## WRITTEN REQUEST 1
State only how many lines of the listing below contain the word "dark".

-- Start DOCUMENT --

Some people think that legislation is needed in order to resolve all of these problems and questions. Others feel that legislation is not needed, that it can all be done by regulation and by executive order. And the testimony of the people who are here this morning is to help this Committee to decide that question.

Thank you.

Senator LEVIN [presiding]. Thank you, Mr. Cardozo.
Mr. Dembling?

Mr. DEMBLING. Thank you, Mr. Chairman.

My name is Paul Dembling. I am presently a partner in the Washington law firm of Schnader, Harrison, Segal & Lewis. During my Government service I served as general counsel of several agencies and first was confronted with the Federal Advisory Committee Act and its operations.

My interest was peaked again when I served as president of the Federal Bar Association and appointed a committee to study and consider the operations of the Federal Advisory Committee Act. This balanced committee made its report and we hope that it contributed to the thinking in connection with the operations of the advisory committee system.

In order to save time, I think I will summarize my statement and hope that the entire one will be inserted in the record.

Senator LEVIN. It will be.

Mr. DEMBLING. As has been pointed out, advisory committees are an important and cost-effective part of the Federal Government. As the Chairman indicated in his opening statement, there are over 20,000 individuals serving as advisors and operating through approximately 1,000 separately organized committees. FACA is an extremely important statute. It provides the structure whereby public officials can balance the need for the Government to obtain advice, and yet obtain that advice in open fashion.

Over the years there have been some uneven spots and I listed some of them: (a) what constitutes an advisory committee; (b) the applicability of the act to subcommittees, task forces, and working groups; (c) the requirement for balanced membership in terms of committee purposes and affected interests; (d) the extent of independence and (e) the manner in which agency support services should be provided to presidential committees.

FACA now permits a great deal of flexibility in interpretation. This has resulted in differences in approaches and operations by various agencies. I believe that the requirement for a central governmental agency consultation on the decision of a Cabinet officer or agency head to create an advisory committee should be eliminated. The Congress reposes a great deal of authority and responsibility in agency heads. The agency head can be held accountable for the action within his or her agency, and consequently, I feel that there is not a need for consultation to establish an advisory committee.

If there is any central Government function, it should be to review the actions taken as a result of the committee's recommendations and to determine the general compliance with the provisions of the act regarding openness of the process, balanced membership, and freedom from undue influence, either by outside interest groups or by particular agencies or officials within the Government.

There is a comprehensive report required by the act at the present time. In some fashion this can be utilized to accomplish the oversight review purpose, in addition to the factual reportorial.

FACA should also provide for agencies to obtain a definitive interpretation of the act from a centralized, recognized source. The Department of Justice has generally occupied this position in the Government but it has not performed this function for FACA.

-- End DOCUMENT --
-- Start DATA FOR THE TASK --

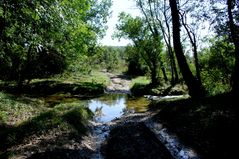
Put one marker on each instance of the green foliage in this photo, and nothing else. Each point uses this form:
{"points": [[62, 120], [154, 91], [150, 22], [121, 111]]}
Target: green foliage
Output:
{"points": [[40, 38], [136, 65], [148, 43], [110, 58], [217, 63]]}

-- End DATA FOR THE TASK --
-- Start DATA FOR THE TASK --

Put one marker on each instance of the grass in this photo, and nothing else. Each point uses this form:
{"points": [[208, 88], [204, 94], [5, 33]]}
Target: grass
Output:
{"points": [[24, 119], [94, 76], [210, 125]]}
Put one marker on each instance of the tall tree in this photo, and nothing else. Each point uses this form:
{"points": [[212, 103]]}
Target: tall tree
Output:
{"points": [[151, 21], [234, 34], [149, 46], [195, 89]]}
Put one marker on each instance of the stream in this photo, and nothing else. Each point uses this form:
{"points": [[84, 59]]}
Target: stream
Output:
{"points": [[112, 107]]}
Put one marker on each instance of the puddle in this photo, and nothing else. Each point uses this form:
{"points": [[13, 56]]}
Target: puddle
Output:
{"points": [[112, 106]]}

-- End DATA FOR THE TASK --
-- Start DATA FOR THE TASK --

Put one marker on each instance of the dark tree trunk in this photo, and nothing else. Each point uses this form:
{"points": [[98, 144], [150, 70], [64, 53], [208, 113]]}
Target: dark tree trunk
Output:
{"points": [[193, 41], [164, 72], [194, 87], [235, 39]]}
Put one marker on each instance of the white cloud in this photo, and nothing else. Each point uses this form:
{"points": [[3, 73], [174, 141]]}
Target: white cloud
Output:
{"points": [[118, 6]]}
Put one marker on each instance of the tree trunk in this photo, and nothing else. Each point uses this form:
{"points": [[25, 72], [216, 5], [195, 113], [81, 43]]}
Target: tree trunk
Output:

-- End DATA FOR THE TASK --

## WRITTEN REQUEST 2
Continue the hearing testimony on the Federal Advisory Committee Act from the point where it stops.

## EXPECTED OUTPUT 1
2

## EXPECTED OUTPUT 2
GAO continues to exercise its role where a question of the expenditure of funds is involved. However, there ought to be an authoritative legal interpretative office for the agencies to call on for rulings.

There is a need for greater clarity in the act's provision that an assigned agency will provide support services to a Presidential advisory committee-those with a charge to advise the President.

Specific duties to be exercised by an agency with responsibility to provide support services to a committee assigned to it has been ambiguous and it appears that the Congress may wish to speak to this matter. The question to be addressed is whether the support services should be ministerial or should have a control function in that activity.

Lastly, the FACA's ambiguities have led to different interpretations regarding what may or may not be exempted from coverage and it appears that if the Congress desires another result, it should clarify the language of the act.

Thank you, Mr. Chairman.

Senator LEVIN. Mr. Dembling, thank you.

First, Mr. Cardozo, you have alluded to a problem that has troubled me, and that is the question of followup. As a matter of fact, both of you have alluded to the question of followup of these reports from advisory groups and any recommendations that they might make.

Section 6(b) of the act says that within a year after a presidential advisory committee has submitted a public report to the President, the President or his delegate shall make a report to the Congress stating either his proposals for action or his reasons for inaction with respect to the recommendations contained in the public report.

Do either of you know whether or not that requirement has been consistently complied with?

Mr. CARDOZO. I think it has not very well. There is a report to Congress that is prepared in the name of the President. It tells what has been happening in connection with advisory committees, but a great deal of it has been statistical, about the number of committees and so forth. It is not quite clear-maybe sometimes there has been that kind of followup, but I do not think it has been very often.

I do not know what other reports there are. Some of the people directly concerned with the Administration might be able to answer that better than I can. But there is one thing that is important to bear in mind, and that is that the Office of Management and Budget in its annual review of the needs and activities of the agencies is in a position to look to see whether this kind of thing has been carried out, whether the committees are doing their work, whether the recommendations are being followed, and whether the committee should be continued.

So to a certain extent there is an automatic checking of the committees through the OMB. Of course, when the administration of the act was shifted from the OMB to the General Services Administration, that particular kind of monitoring and supervision became much more difficult. Whether the General Services Administration is in a position to do that kind of monitoring because of the number of people involved is not quite clear.

Senator LEVIN. Mr. Dembling, do you know whether or not that provision, 6(b), is being complied with?

Mr. DEMBLING. I do not know whether it has been complied with in all instances, no, sir. I do know that the Congress on occasion has tasked various agencies. For example, after the Commission on Government Procurement rendered its report, the Congress asked the GAO to followup and to render reports to the Congress on the activities and implementation of the recommendations made by that Commission. There have been other instances of that type.

Senator LEVIN. That is an ad hoc requirement. But the law is generic; 6-B is generic and requires that the President or his delegate must make a report. It says, “shall make a report." And the law's requirement may or may not have been complied with consistently. I kind of doubt that it has been, too.

But in any event, do you believe that 6-B is a good requirement? Should we continue to require the President to tell us within a year after an advisory committee—a presidential advisory committee has submitted a public report to the President, whether or not he is going to act on those recommendations and if not, why not? Do you both believe that is a good requirement? If not, should we drop it?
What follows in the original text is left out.